Task data below:

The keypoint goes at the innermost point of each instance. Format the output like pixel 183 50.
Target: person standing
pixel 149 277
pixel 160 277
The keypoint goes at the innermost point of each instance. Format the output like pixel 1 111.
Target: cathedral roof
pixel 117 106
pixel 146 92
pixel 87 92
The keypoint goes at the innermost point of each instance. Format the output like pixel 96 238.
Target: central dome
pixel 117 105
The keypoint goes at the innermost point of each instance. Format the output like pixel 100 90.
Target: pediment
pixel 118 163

End of Task data.

• What you will do
Copy each line exactly, from the line containing "pixel 96 238." down to the last line of the material, and no other lines.

• Reply to the exercise
The keypoint goes at the innermost point of each instance. Format the output like pixel 96 238.
Target: central dome
pixel 117 105
The keypoint goes at the innermost point of each instance. Format the output like pixel 100 90.
Target: pediment
pixel 118 163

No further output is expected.